- **What is required**
For the records below, tally the lines that include the word "target" and report the number alone.

- **Dataset records**
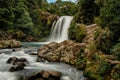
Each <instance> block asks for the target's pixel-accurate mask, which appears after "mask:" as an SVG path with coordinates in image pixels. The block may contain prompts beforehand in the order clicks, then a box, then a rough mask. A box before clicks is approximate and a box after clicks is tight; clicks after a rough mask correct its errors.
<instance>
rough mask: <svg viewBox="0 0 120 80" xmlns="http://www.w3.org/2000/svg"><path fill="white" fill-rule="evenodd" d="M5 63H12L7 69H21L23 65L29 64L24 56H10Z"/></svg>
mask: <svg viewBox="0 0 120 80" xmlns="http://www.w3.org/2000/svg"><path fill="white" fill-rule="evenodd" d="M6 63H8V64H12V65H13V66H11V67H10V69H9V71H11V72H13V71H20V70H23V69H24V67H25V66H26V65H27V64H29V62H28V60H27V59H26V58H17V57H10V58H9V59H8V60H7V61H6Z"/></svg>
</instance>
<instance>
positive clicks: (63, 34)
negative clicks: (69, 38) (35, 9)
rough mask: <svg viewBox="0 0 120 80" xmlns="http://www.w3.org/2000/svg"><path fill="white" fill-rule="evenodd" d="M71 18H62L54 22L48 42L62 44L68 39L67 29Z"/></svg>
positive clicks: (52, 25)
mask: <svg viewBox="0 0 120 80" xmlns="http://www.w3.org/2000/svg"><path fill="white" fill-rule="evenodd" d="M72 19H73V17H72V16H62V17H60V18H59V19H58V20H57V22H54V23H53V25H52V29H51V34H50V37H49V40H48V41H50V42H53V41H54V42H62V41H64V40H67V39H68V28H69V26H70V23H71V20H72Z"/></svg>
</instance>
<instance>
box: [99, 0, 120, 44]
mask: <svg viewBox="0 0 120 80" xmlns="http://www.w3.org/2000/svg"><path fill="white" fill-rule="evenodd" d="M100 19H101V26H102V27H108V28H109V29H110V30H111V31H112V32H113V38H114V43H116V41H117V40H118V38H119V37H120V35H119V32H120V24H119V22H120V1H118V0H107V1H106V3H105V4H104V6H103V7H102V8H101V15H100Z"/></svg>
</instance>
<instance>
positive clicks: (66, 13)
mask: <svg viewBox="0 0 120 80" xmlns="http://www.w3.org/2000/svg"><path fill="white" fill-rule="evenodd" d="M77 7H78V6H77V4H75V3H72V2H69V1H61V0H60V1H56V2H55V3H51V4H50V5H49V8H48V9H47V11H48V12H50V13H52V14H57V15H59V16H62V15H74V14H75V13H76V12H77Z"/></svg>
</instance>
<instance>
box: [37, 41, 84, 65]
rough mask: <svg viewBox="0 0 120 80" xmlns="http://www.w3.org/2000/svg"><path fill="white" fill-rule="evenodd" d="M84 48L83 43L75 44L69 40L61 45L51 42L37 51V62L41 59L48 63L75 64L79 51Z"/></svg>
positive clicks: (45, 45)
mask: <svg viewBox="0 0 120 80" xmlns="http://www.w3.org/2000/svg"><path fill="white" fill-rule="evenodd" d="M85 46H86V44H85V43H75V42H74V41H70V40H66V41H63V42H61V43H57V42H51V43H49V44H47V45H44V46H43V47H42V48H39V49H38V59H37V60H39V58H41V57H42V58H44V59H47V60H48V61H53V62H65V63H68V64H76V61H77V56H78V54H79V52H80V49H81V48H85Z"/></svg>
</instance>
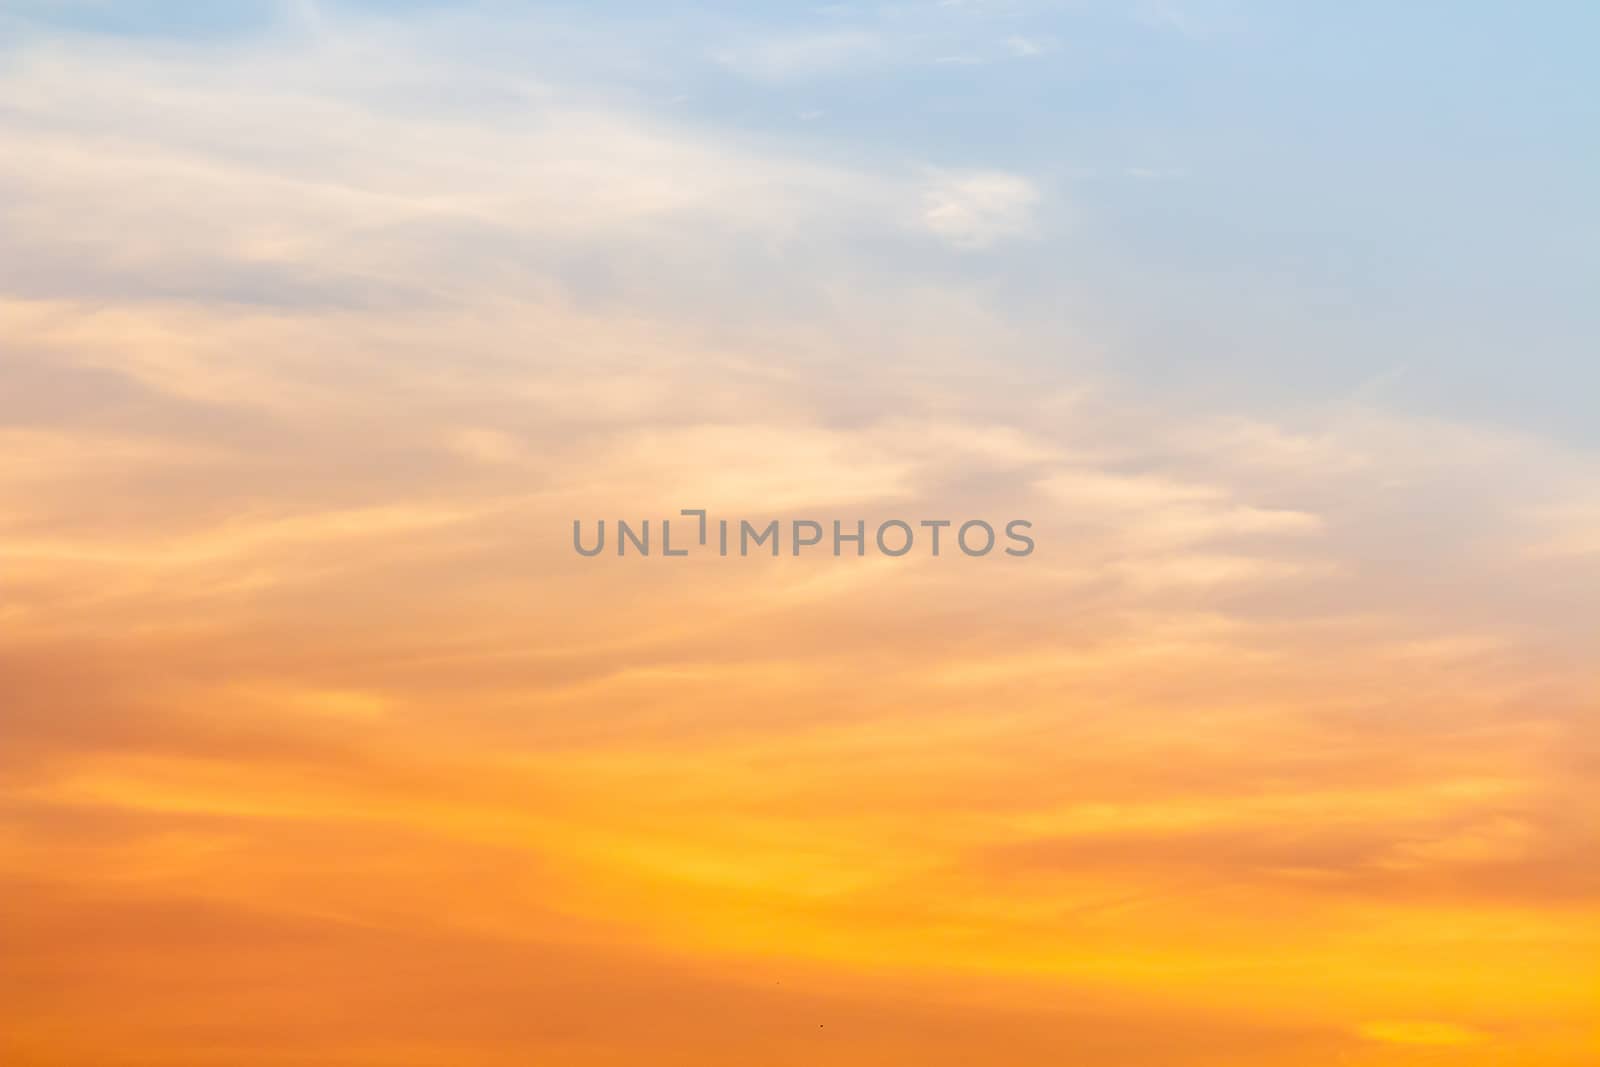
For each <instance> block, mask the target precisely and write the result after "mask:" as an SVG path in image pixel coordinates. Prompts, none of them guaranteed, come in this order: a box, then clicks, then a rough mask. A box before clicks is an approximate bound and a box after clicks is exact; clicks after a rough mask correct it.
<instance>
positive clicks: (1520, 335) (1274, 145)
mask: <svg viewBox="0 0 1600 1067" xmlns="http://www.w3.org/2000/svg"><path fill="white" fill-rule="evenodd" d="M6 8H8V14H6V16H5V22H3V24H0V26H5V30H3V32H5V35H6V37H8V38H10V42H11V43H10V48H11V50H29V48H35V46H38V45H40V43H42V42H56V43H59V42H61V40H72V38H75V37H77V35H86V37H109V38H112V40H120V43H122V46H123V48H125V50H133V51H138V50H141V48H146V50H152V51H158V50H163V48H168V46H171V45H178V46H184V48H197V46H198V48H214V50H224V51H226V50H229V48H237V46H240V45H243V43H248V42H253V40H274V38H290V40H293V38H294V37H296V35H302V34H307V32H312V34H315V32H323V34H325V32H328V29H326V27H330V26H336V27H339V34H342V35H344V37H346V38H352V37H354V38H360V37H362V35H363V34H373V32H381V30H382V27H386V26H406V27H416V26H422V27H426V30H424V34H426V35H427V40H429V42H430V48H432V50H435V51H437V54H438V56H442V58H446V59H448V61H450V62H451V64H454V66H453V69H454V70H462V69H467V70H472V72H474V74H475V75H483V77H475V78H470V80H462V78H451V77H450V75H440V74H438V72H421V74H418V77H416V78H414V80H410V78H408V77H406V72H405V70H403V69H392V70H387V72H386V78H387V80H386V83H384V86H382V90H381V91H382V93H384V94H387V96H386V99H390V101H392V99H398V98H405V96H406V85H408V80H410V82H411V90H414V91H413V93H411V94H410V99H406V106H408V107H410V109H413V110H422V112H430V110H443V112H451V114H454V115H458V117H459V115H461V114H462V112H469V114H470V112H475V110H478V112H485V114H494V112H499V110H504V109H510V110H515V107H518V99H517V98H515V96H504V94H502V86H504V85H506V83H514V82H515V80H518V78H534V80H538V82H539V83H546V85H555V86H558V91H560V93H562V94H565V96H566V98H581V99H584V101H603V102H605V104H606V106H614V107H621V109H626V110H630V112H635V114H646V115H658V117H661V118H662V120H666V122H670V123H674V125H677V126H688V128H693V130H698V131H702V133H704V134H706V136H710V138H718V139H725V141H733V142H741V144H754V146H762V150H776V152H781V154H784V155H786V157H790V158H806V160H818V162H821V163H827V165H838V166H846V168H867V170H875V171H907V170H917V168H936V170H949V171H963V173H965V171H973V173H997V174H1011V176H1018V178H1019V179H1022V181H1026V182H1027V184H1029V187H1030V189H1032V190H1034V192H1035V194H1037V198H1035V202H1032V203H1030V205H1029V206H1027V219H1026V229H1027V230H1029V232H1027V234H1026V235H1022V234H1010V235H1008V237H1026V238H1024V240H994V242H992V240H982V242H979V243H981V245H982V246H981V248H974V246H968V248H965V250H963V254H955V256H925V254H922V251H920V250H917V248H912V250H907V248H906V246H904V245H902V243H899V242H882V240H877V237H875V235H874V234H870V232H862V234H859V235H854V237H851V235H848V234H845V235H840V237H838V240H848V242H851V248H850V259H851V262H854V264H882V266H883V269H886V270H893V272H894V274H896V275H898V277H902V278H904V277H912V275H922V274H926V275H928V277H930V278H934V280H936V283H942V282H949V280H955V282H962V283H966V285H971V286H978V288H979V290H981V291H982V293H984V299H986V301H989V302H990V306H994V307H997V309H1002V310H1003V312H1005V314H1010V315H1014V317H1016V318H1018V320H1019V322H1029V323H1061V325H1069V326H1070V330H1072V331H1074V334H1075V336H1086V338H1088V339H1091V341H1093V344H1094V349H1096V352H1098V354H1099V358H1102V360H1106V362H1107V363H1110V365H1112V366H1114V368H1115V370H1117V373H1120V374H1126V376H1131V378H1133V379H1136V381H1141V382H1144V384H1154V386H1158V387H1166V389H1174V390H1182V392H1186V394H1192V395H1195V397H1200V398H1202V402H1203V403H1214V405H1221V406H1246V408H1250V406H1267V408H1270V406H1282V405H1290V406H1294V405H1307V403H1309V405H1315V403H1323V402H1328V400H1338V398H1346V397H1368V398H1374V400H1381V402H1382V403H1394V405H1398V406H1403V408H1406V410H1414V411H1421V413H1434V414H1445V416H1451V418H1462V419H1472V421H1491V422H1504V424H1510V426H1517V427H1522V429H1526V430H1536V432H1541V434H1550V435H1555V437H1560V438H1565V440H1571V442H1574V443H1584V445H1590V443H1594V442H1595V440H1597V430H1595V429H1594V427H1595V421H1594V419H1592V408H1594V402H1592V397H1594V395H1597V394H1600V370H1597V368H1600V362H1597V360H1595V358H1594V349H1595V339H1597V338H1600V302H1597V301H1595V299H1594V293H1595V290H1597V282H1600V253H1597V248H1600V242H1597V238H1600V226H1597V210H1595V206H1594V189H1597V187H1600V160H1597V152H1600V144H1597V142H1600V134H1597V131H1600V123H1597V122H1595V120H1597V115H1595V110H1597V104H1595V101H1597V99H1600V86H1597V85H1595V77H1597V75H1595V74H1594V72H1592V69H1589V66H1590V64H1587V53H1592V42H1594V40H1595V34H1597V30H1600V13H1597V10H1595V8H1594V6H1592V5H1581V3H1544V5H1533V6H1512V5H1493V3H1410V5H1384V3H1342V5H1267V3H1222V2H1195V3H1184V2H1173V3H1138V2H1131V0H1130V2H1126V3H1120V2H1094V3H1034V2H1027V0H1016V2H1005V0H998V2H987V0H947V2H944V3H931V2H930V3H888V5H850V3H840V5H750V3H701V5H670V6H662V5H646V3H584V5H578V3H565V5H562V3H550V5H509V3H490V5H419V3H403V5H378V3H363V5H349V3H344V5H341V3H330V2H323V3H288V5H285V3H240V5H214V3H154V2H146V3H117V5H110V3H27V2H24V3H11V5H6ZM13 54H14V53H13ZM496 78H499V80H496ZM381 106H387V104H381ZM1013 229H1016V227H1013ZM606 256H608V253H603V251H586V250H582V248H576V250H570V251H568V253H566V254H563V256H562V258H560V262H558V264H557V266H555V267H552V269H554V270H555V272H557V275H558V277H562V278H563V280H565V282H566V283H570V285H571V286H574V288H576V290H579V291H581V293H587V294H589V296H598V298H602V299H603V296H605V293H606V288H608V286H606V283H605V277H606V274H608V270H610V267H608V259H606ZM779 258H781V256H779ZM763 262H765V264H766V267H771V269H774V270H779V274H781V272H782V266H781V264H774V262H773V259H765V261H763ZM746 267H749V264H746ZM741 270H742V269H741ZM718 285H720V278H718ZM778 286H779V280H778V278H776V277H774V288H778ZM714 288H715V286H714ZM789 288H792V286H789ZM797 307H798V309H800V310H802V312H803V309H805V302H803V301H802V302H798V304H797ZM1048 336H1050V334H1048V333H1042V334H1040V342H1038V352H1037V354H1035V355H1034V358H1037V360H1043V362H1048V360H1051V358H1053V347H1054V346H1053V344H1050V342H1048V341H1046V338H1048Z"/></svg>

- **Finished exercise**
2